INSTRUCTIONS FOR THE TASK
How many lines in the records below contain the word "trim"? Answer with the number alone.

>>

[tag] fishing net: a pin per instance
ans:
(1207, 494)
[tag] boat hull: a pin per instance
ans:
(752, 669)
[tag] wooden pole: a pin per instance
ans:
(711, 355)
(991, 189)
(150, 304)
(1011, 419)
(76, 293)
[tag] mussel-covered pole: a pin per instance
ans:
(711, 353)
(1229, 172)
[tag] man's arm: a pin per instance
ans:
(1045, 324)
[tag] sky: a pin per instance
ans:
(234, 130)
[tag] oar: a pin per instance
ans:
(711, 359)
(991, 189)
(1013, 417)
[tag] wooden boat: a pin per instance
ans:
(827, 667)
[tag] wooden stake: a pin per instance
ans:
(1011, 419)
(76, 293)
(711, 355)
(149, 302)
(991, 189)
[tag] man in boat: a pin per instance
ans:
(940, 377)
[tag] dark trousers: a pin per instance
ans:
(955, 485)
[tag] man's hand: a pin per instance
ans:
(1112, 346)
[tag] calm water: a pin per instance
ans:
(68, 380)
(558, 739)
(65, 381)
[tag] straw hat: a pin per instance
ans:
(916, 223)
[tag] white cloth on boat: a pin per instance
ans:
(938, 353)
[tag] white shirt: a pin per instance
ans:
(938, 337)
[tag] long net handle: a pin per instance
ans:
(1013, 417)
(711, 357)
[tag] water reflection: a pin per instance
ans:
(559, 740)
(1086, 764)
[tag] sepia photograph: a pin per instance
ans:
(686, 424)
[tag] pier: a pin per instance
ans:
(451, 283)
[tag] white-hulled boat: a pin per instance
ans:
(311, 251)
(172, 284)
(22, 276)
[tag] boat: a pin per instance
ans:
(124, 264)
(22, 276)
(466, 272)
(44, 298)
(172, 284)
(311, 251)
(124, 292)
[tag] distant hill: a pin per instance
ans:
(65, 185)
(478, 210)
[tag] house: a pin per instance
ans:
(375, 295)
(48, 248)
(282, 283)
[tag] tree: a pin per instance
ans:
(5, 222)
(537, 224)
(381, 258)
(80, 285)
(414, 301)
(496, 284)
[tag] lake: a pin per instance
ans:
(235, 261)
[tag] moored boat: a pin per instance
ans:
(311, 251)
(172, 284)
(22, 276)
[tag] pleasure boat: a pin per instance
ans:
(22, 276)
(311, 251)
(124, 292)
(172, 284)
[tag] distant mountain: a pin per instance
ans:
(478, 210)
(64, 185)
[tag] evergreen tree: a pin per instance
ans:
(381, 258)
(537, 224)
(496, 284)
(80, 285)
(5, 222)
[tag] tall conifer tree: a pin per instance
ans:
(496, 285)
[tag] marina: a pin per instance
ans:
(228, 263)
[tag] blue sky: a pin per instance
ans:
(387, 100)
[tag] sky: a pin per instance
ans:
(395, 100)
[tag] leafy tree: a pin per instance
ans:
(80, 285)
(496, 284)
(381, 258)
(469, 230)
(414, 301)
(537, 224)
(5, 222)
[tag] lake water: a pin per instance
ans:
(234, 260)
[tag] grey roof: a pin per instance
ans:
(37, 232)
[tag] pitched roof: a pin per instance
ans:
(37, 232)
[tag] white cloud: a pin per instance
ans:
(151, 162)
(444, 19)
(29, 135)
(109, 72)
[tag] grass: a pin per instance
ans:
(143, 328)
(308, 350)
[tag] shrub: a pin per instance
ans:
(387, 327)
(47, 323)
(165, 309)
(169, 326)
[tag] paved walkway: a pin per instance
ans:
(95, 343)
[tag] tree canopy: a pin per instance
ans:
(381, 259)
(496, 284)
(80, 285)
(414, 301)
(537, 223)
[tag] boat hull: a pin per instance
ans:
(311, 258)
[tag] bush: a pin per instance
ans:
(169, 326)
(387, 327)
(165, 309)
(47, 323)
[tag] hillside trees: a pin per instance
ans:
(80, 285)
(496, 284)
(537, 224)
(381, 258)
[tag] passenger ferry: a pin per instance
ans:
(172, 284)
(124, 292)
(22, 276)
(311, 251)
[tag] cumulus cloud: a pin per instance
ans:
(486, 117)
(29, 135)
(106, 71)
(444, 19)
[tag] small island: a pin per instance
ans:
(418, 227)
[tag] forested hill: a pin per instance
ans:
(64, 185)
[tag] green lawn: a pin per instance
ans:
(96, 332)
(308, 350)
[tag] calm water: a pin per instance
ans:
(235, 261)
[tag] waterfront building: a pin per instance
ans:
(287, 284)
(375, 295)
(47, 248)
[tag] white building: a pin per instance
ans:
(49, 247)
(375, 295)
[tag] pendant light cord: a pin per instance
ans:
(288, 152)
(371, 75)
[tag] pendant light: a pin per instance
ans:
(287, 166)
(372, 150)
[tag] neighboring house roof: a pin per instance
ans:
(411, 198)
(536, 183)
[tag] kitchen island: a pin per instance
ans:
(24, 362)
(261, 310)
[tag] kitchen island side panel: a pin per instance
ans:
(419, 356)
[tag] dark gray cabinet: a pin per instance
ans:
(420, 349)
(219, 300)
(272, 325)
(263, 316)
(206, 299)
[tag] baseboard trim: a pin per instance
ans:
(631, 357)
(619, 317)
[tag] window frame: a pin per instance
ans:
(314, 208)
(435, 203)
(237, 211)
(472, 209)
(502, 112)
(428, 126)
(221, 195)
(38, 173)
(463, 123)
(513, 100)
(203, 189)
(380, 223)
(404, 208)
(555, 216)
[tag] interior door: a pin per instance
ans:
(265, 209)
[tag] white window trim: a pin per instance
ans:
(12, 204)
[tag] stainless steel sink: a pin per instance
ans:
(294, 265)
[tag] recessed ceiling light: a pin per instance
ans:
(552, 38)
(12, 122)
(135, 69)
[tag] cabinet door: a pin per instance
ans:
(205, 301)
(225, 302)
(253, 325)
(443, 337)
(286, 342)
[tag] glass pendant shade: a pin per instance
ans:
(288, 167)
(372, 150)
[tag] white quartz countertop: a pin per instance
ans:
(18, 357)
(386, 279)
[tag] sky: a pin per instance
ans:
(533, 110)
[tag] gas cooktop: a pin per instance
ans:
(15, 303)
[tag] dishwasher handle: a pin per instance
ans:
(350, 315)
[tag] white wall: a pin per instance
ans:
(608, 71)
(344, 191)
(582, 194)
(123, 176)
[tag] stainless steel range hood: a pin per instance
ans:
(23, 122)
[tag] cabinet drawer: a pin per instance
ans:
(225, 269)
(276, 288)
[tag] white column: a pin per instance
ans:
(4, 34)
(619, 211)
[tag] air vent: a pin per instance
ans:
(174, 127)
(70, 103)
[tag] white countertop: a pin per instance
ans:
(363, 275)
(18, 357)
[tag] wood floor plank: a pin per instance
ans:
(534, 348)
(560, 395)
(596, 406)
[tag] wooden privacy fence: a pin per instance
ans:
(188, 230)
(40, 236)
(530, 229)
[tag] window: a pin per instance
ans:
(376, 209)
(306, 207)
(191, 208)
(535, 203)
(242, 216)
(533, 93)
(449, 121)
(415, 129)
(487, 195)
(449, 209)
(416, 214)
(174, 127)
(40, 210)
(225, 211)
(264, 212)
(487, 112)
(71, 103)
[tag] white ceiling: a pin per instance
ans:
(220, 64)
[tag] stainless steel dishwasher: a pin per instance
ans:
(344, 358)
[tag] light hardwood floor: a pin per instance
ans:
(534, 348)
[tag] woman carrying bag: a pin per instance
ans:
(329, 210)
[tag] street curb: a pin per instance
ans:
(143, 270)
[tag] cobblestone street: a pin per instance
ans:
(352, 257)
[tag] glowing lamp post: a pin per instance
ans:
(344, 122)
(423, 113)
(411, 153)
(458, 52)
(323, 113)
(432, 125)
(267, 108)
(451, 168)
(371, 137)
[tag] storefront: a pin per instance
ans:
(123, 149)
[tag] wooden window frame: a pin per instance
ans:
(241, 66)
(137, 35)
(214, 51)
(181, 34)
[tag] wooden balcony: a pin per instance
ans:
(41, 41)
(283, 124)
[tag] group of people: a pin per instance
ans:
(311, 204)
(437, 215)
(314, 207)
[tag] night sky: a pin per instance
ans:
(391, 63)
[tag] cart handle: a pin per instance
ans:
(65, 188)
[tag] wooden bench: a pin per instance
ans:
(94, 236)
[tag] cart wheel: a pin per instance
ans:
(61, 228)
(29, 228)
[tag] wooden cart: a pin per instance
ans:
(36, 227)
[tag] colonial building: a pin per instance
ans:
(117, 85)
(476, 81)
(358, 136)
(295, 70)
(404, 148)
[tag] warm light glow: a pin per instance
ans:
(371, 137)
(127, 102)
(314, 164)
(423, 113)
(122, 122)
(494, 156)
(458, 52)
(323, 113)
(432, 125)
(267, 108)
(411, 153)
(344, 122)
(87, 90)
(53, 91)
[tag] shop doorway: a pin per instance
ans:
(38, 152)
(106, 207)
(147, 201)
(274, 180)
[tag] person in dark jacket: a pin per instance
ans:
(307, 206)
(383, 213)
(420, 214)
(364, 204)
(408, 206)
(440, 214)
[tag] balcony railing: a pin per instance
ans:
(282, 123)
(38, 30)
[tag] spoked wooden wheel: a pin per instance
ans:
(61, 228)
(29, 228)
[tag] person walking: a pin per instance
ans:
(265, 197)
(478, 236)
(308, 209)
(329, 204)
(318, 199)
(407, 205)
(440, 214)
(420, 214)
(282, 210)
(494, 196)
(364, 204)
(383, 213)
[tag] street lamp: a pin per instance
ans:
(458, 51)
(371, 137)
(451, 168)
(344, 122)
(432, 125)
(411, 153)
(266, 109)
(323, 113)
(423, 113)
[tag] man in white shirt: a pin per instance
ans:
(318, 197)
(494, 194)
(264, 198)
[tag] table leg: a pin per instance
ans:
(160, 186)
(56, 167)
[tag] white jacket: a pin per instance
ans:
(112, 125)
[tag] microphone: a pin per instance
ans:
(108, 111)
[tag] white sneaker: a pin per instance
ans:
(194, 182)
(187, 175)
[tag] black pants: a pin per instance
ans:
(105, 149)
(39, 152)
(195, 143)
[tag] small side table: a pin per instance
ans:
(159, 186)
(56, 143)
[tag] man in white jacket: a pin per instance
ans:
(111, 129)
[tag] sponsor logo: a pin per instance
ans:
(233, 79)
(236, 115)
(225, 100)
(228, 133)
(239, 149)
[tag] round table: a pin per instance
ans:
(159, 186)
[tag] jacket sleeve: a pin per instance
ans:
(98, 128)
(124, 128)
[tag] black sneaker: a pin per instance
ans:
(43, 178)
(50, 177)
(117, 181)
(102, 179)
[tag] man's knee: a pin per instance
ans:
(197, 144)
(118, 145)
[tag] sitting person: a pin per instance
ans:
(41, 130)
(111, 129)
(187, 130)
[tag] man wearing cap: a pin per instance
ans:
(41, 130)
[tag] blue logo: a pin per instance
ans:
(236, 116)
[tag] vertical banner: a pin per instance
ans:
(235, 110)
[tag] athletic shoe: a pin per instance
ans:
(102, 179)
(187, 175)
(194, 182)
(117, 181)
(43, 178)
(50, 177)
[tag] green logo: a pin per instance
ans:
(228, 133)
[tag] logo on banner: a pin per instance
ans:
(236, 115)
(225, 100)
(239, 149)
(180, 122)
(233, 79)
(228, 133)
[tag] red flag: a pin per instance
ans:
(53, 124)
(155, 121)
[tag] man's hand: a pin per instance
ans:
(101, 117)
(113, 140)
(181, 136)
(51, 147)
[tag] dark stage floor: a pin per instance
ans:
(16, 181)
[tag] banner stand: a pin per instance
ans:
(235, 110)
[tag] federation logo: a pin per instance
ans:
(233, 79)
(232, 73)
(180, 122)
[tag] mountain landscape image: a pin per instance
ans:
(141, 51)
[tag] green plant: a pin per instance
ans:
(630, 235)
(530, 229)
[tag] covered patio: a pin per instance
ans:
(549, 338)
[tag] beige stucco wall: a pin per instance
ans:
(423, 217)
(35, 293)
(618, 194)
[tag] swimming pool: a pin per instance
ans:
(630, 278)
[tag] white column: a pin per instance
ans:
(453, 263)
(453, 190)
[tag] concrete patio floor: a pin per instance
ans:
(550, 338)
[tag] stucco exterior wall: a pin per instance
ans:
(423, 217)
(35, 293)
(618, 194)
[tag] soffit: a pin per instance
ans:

<<

ANSWER FOR THIS EXERCISE
2